SOURCE MATERIAL:
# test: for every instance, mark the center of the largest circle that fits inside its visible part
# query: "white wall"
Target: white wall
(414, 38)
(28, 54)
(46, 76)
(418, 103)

EXERCISE BRIEF: Return the material above in full, word for word.

SOLUTION:
# test: for every instance, mark the center of the largest circle that fits inside its visible part
# query: "white wall"
Target: white wall
(414, 38)
(28, 54)
(46, 76)
(418, 103)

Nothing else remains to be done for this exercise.